WHAT TO DO:
Reproduce all records below exactly.

INFORMATION SHOWN:
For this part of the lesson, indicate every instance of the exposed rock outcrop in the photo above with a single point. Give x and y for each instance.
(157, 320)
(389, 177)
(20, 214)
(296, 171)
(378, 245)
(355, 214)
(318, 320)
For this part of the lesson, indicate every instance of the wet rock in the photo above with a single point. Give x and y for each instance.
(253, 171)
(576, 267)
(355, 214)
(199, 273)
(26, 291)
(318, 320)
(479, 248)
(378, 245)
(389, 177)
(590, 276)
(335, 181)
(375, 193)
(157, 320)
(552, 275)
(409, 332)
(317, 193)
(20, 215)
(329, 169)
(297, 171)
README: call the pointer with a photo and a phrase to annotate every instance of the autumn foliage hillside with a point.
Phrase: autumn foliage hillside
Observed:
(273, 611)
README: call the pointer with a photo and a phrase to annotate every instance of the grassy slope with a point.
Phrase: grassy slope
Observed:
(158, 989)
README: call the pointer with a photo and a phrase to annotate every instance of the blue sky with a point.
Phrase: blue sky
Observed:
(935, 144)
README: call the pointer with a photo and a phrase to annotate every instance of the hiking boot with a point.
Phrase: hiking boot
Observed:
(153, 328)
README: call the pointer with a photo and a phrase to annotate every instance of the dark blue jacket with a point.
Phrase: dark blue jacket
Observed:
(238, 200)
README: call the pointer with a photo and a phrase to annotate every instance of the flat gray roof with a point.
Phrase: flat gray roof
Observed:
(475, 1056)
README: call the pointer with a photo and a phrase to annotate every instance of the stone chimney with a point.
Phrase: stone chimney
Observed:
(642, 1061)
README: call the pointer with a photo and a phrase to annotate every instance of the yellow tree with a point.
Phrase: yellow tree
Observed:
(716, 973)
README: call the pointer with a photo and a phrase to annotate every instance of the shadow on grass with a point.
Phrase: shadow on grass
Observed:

RESULT BELOW:
For this part of the lesson, indicate every instance of the exposed rock outcrop in the photo above with a single point. Give x and y for each instance.
(157, 320)
(389, 177)
(20, 214)
(296, 171)
(378, 245)
(355, 214)
(318, 320)
For this part of the lesson, indicate every instance of the wet rock in the photo above with a single point. Give x and y for each instance.
(253, 171)
(576, 267)
(355, 214)
(199, 273)
(26, 291)
(318, 320)
(479, 248)
(378, 245)
(389, 177)
(590, 276)
(335, 181)
(375, 193)
(157, 320)
(552, 275)
(409, 332)
(317, 193)
(20, 215)
(329, 169)
(297, 171)
README: call the pointer with a photo and a phrase to annotate every instance of the autumn foliage hillside with a point.
Phrase: autumn foliage hillside
Observed:
(273, 611)
README: call the pointer with a photo and a phrase to annotate every instance of the grassy slope with a point.
Phrase: grassy slope
Observed:
(158, 989)
README: call the pointer with a photo and a phrase to annotate every instance of the blue sky with a point.
Phrase: blue sky
Observed:
(935, 144)
README: call the pointer with a photo and a phrase to annotate every instance of the hiking boot with a point.
Phrase: hiking boot
Observed:
(153, 328)
README: call the pointer with a photo and a phrase to annotate every instance of the dark blue jacket with a point.
Phrase: dark blue jacket
Observed:
(238, 200)
README: call the pointer with a photo and a phrase to annotate every instance of the flat gray roof with a point.
Phrase: flat gray roof
Observed:
(475, 1056)
README: call the pointer with a photo and a phrase to annotate every instance of the stone chimney with a point.
Phrase: stone chimney
Observed:
(642, 1061)
README: call the pointer with a photo and a phrase to annotate every instance of the yellow tree with a point.
Phrase: yellow tree
Observed:
(716, 973)
README: call the pointer with a photo and a phrase to annotate every instance of the shadow on grass with a point.
Phrase: shadow on grass
Observed:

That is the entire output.